» **GOAL OF THE EXERCISE**
Copy the lines in the records below verbatim, beginning at the line that contains "negative clicks: (788, 268)" and stopping after the line that contains "box: [703, 265, 722, 281]".

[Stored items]

· · · ·

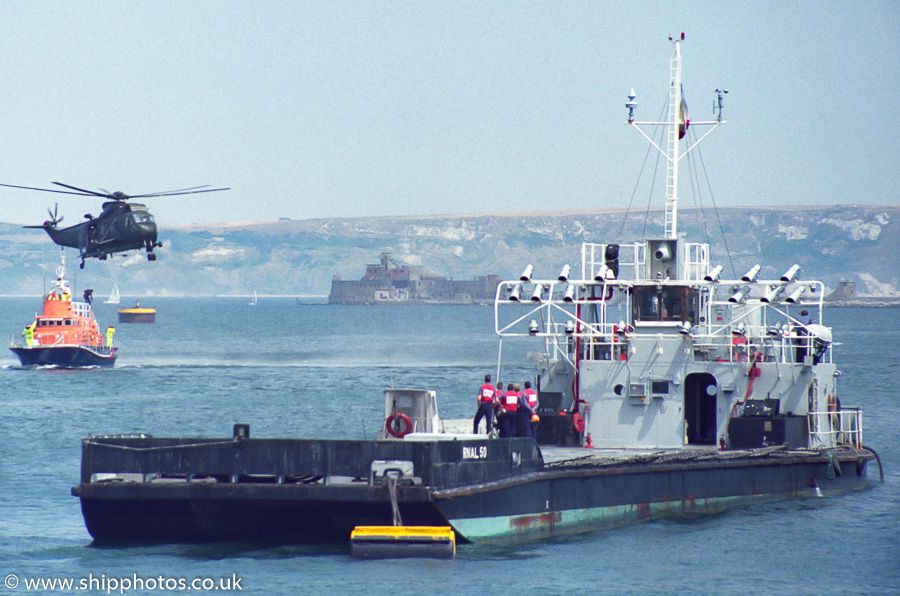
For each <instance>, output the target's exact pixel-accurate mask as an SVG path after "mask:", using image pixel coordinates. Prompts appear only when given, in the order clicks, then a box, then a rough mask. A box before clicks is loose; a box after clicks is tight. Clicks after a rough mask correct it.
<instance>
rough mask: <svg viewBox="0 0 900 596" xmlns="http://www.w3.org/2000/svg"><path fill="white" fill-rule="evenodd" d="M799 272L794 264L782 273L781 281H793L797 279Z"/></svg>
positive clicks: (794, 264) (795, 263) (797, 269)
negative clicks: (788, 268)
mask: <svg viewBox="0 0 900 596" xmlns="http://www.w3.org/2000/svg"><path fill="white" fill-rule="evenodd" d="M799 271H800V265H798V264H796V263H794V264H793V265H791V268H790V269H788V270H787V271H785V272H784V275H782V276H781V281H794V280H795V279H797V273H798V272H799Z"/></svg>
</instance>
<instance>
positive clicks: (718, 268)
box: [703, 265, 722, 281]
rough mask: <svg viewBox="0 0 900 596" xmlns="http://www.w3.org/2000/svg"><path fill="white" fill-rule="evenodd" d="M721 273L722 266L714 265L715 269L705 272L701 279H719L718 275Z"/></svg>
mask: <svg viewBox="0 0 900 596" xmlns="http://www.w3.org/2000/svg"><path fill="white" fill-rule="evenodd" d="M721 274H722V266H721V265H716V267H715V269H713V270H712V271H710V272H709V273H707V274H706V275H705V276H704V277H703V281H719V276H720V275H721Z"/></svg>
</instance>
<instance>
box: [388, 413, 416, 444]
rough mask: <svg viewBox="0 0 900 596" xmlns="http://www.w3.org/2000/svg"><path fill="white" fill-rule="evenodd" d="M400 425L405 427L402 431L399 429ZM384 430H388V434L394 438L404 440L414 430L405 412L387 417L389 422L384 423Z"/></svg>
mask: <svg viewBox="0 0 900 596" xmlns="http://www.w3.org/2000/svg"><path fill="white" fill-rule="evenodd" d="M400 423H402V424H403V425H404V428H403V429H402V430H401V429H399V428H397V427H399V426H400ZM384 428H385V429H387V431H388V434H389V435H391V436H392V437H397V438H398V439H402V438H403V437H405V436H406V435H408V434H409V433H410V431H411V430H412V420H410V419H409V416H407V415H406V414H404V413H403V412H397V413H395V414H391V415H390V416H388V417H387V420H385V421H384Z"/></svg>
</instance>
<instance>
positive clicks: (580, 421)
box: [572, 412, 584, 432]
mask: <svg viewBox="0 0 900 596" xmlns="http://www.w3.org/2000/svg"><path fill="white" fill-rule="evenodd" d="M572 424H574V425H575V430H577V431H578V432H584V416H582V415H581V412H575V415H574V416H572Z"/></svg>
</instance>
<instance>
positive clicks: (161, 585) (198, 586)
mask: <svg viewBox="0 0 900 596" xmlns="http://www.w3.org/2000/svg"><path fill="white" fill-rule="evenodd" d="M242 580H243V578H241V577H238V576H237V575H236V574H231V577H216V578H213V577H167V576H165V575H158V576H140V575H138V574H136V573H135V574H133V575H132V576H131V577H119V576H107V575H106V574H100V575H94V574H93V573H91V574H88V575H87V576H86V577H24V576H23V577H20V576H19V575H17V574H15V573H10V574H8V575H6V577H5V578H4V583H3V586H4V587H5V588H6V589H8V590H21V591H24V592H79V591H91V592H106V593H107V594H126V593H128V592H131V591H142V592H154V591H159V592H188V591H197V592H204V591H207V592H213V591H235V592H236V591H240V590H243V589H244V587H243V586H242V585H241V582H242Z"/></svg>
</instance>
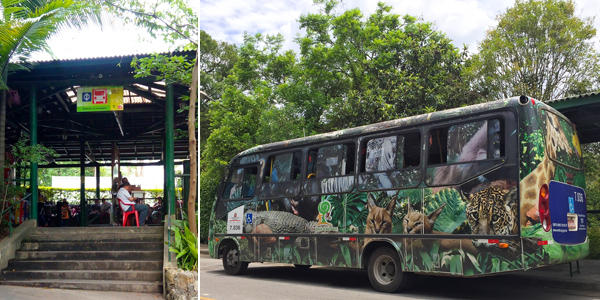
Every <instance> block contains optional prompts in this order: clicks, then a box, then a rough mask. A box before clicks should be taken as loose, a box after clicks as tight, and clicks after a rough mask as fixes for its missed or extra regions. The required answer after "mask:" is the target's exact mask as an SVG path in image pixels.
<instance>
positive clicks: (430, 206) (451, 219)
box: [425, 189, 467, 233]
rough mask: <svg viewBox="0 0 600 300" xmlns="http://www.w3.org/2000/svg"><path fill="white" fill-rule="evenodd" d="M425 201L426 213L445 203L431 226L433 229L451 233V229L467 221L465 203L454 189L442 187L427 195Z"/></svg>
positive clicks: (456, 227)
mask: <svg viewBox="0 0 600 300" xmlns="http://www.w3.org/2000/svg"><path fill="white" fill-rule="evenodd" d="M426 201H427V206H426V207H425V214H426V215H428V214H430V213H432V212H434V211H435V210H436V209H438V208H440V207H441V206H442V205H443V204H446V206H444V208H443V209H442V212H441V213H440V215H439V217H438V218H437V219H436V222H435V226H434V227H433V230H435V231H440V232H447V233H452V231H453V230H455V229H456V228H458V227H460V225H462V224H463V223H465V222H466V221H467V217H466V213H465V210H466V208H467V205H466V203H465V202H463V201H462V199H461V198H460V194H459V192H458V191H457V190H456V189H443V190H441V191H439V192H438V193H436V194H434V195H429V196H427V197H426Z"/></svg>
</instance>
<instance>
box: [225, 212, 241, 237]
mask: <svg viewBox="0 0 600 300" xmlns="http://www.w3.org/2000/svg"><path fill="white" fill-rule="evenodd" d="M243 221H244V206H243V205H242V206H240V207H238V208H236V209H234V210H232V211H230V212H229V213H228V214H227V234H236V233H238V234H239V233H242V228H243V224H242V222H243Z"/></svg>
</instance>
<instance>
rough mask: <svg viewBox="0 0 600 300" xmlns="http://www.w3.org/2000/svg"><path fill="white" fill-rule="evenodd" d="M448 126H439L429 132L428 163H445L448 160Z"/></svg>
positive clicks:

· · · ·

» **ANSWER TO THIS PROBLEM**
negative clicks: (788, 268)
mask: <svg viewBox="0 0 900 596" xmlns="http://www.w3.org/2000/svg"><path fill="white" fill-rule="evenodd" d="M799 271H800V265H798V264H796V263H794V264H793V265H791V268H790V269H788V270H787V271H785V272H784V275H782V276H781V281H794V280H795V279H797V273H798V272H799Z"/></svg>
</instance>
<instance>
positive clicks: (718, 268)
box: [703, 265, 722, 281]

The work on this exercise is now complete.